- Goal -
Reproduce verbatim everything from the start of the items below down to and including the line that contains "[[458, 278], [433, 269]]".

- Information provided -
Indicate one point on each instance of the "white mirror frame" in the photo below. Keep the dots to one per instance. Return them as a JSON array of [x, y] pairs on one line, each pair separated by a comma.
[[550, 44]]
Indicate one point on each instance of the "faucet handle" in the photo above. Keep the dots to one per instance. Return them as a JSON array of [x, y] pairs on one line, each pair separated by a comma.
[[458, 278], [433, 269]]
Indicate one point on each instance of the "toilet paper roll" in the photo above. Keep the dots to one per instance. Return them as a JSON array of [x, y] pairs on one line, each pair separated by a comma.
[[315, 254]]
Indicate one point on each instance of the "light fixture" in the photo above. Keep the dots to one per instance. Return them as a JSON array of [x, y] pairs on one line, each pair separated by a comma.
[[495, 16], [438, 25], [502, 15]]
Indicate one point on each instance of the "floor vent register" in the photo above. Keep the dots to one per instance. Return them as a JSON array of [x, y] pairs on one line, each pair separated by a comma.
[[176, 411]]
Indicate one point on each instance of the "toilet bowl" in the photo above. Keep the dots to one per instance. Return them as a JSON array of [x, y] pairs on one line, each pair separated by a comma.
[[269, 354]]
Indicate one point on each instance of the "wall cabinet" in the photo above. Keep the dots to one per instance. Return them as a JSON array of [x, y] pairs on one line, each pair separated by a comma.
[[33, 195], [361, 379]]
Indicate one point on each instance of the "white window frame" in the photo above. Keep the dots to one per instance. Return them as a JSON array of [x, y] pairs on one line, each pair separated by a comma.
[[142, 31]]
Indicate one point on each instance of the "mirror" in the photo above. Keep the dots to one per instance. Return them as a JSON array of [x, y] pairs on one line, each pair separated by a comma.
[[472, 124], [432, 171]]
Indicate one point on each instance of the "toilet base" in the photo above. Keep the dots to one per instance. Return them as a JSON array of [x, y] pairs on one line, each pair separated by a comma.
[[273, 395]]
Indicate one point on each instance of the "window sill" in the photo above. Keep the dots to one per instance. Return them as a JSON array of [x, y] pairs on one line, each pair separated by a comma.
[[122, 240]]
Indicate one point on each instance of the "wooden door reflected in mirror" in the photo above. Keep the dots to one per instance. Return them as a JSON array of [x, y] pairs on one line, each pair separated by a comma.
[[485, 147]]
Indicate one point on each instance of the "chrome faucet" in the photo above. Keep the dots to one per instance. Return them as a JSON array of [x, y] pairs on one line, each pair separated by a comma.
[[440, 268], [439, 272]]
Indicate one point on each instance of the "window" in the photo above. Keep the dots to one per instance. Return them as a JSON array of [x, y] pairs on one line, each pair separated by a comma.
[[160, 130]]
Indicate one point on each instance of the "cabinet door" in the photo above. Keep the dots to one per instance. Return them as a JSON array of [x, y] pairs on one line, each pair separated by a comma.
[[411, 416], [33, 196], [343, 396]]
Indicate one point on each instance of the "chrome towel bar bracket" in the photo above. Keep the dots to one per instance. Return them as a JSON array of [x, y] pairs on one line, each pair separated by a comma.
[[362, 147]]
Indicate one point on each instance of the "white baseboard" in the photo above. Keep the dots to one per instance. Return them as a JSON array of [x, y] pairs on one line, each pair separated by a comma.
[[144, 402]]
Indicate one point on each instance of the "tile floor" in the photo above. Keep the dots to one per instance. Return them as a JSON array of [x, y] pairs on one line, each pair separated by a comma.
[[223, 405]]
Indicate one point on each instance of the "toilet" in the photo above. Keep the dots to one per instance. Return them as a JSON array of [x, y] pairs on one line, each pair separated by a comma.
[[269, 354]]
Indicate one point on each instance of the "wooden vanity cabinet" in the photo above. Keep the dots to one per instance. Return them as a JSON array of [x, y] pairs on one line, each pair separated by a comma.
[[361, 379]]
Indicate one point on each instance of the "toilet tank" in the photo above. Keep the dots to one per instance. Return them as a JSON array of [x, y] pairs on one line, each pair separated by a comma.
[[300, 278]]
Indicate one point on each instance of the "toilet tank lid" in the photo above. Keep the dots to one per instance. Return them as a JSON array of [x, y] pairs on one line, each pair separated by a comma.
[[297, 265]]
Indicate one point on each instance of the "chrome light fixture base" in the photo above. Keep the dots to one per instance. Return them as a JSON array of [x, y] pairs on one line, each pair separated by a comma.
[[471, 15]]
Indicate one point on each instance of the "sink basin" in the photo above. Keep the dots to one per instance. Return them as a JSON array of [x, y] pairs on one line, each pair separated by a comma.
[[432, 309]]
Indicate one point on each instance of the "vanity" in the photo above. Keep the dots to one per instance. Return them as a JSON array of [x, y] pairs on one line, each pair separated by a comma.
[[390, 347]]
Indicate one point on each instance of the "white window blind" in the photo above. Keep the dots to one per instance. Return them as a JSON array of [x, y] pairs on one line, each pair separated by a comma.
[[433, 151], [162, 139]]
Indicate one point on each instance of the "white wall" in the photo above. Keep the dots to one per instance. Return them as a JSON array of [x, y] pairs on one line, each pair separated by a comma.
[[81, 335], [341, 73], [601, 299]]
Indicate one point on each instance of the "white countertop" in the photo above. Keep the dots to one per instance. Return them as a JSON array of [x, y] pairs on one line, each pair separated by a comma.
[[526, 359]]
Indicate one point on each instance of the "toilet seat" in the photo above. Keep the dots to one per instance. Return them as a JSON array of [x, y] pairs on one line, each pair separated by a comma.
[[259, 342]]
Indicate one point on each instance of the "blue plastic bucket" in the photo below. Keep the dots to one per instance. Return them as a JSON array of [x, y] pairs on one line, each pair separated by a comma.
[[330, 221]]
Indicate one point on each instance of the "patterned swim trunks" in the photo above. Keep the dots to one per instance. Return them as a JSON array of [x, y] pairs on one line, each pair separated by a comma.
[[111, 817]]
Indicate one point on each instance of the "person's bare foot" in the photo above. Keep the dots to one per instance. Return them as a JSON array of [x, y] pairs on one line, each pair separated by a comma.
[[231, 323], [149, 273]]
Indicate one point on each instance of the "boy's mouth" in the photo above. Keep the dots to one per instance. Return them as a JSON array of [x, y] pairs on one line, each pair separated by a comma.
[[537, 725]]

- Full solution -
Indicate one point on each instance of the "white mirror frame" in the photo below. Keep the dots to one per instance. Return them as a JSON array of [x, y] pairs on one line, each pair separated by a comma.
[[550, 44]]
Indicate one point on each instance of the "faucet handle" in the photo above. Keep the dots to one per instance. Return them as a JSON array of [x, y] pairs on one line, each pair separated by a comma.
[[458, 278], [433, 269]]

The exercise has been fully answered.